What you will do: Reproduce verbatim the lines starting with the line that contains "segment --target=groom's dark hair" and going on through the line that contains "M 68 144 L 28 139 L 5 171 L 47 197 L 68 165 Z", including both of those lines.

Exercise inputs:
------------------------------------------------------------

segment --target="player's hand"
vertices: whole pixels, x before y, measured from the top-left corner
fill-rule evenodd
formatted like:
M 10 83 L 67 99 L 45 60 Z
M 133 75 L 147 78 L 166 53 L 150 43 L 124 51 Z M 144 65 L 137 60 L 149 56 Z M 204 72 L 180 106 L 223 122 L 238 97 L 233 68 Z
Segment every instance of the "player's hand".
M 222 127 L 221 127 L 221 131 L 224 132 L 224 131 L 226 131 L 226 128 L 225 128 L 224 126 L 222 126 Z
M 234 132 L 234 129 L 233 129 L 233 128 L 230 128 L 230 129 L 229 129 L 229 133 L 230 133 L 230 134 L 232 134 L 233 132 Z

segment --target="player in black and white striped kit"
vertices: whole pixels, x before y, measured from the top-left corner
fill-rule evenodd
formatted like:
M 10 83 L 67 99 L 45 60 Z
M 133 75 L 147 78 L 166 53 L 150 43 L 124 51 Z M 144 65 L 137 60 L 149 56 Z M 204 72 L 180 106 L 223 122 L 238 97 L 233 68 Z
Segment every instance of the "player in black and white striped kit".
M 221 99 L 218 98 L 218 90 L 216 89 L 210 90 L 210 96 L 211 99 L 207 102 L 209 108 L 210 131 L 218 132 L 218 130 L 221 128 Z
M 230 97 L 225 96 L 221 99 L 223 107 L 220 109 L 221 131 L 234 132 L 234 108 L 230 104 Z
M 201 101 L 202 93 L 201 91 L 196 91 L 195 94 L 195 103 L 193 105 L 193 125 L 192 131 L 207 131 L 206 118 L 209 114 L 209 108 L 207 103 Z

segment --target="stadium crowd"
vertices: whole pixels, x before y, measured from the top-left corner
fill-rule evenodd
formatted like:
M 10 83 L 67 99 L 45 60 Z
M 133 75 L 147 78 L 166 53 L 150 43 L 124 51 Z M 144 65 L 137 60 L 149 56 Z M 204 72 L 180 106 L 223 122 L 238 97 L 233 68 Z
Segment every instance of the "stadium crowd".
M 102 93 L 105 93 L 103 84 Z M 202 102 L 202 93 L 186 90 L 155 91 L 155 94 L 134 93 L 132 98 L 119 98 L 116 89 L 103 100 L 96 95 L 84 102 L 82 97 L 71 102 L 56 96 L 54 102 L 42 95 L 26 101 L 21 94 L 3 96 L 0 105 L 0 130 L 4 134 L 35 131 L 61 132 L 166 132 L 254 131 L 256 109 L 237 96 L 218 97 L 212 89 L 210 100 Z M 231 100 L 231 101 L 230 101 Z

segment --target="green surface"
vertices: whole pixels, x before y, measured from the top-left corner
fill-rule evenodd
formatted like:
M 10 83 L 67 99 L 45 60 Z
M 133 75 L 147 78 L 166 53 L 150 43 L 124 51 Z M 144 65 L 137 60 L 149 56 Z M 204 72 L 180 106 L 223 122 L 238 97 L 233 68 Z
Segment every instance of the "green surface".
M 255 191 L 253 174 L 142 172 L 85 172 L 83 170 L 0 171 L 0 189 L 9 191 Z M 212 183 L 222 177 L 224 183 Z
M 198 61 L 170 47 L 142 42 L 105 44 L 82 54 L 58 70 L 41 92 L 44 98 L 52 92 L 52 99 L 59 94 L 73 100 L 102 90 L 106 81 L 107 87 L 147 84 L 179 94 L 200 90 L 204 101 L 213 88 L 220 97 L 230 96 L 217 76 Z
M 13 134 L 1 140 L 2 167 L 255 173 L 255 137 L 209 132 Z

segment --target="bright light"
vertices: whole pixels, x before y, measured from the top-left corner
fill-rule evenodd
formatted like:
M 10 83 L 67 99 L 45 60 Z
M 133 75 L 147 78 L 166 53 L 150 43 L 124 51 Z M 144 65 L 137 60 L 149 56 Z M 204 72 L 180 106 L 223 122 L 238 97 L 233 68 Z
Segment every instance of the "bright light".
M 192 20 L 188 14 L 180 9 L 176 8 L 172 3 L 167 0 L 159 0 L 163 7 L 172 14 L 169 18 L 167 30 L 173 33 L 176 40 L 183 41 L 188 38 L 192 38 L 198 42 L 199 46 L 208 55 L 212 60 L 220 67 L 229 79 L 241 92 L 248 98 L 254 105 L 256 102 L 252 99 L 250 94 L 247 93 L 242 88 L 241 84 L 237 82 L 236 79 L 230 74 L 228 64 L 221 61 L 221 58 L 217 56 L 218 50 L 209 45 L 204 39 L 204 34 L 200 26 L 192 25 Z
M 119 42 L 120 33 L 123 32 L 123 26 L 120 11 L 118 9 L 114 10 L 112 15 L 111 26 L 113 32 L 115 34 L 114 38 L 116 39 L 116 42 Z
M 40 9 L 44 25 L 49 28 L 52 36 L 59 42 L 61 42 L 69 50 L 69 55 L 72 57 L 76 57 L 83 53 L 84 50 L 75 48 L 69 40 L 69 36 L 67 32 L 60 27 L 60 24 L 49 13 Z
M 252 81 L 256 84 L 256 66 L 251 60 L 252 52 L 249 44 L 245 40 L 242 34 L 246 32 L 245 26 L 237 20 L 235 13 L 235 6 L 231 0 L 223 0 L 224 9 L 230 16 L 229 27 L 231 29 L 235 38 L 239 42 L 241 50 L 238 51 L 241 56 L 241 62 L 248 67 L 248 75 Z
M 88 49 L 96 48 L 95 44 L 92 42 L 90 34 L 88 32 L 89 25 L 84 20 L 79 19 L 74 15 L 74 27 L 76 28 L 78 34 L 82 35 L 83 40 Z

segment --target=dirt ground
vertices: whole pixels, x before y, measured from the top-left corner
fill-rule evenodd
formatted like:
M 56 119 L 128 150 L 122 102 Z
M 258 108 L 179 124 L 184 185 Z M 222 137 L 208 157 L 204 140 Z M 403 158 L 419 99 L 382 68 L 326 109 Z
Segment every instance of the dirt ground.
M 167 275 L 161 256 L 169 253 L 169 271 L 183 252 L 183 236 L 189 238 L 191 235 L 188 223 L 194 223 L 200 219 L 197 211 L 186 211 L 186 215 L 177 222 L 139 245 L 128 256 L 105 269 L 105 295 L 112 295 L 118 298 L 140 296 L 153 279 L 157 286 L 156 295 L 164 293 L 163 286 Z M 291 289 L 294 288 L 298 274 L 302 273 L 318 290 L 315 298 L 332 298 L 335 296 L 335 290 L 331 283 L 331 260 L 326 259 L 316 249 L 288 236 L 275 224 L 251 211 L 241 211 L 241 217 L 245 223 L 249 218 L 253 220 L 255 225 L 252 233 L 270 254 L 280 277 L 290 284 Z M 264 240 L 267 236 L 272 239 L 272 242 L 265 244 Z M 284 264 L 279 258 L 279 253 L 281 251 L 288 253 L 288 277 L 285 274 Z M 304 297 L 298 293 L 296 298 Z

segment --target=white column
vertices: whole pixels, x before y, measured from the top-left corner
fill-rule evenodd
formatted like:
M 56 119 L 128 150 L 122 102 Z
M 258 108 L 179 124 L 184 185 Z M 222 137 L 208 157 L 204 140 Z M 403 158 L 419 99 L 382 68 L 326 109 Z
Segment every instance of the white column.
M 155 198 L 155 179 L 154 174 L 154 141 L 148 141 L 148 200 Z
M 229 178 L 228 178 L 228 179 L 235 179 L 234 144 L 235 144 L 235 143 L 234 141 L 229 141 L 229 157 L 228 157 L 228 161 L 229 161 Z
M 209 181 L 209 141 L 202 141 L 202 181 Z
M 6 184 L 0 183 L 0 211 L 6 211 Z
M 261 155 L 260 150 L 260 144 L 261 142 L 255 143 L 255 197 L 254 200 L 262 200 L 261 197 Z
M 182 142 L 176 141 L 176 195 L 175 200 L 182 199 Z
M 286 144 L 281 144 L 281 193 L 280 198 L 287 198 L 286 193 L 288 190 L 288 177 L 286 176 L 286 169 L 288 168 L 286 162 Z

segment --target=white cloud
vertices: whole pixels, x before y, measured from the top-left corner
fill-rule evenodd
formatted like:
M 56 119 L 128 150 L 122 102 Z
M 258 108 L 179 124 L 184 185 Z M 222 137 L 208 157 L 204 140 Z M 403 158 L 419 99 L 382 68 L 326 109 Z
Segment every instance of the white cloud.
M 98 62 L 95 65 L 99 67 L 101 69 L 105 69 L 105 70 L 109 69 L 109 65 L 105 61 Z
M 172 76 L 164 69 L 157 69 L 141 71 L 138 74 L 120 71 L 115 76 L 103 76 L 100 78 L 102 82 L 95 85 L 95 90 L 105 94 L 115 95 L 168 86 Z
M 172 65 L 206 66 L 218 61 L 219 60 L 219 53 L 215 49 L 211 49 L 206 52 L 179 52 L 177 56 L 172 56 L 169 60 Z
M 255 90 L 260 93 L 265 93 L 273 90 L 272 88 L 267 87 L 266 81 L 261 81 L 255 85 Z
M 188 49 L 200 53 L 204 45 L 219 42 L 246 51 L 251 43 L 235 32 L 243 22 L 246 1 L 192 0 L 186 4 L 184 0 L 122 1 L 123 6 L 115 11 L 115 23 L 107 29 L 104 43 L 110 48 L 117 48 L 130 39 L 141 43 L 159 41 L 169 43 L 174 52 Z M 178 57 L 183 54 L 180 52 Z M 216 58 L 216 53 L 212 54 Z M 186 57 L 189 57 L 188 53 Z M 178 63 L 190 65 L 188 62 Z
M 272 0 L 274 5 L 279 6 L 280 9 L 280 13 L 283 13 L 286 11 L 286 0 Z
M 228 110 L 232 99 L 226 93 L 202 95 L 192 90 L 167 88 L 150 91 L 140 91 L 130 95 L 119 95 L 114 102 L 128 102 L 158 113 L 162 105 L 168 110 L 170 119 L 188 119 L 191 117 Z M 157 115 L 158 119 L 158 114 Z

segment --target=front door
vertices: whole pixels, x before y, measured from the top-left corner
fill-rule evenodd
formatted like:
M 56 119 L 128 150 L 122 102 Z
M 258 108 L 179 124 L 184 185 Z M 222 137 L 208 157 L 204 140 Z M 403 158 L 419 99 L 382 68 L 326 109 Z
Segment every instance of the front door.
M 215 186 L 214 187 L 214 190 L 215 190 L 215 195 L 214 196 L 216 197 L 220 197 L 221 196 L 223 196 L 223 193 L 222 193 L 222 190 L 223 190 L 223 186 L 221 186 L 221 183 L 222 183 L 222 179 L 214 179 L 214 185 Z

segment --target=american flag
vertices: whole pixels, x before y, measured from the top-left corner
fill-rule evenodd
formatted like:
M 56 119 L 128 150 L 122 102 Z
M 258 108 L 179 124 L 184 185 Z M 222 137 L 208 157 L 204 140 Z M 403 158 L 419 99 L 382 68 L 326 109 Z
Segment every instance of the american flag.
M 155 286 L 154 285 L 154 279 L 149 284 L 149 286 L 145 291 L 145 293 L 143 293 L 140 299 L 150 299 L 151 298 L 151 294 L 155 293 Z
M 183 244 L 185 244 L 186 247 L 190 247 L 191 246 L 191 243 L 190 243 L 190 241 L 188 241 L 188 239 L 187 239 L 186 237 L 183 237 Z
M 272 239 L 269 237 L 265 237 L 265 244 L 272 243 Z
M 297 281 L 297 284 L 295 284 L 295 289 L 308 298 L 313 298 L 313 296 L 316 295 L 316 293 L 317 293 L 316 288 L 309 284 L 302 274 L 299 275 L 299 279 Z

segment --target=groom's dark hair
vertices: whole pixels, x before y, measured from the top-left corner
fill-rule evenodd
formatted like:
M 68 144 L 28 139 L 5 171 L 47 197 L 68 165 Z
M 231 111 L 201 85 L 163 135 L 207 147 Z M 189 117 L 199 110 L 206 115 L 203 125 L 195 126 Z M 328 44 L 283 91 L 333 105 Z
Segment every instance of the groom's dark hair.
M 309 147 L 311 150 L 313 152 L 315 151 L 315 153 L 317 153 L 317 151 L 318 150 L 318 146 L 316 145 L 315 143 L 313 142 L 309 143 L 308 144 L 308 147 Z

------------------------------------------------------------

Complete output:
segment --target=groom's dark hair
vertices: whole pixels, x before y, measured from the top-left corner
fill-rule evenodd
formatted like:
M 68 144 L 28 139 L 5 171 L 47 197 L 68 165 Z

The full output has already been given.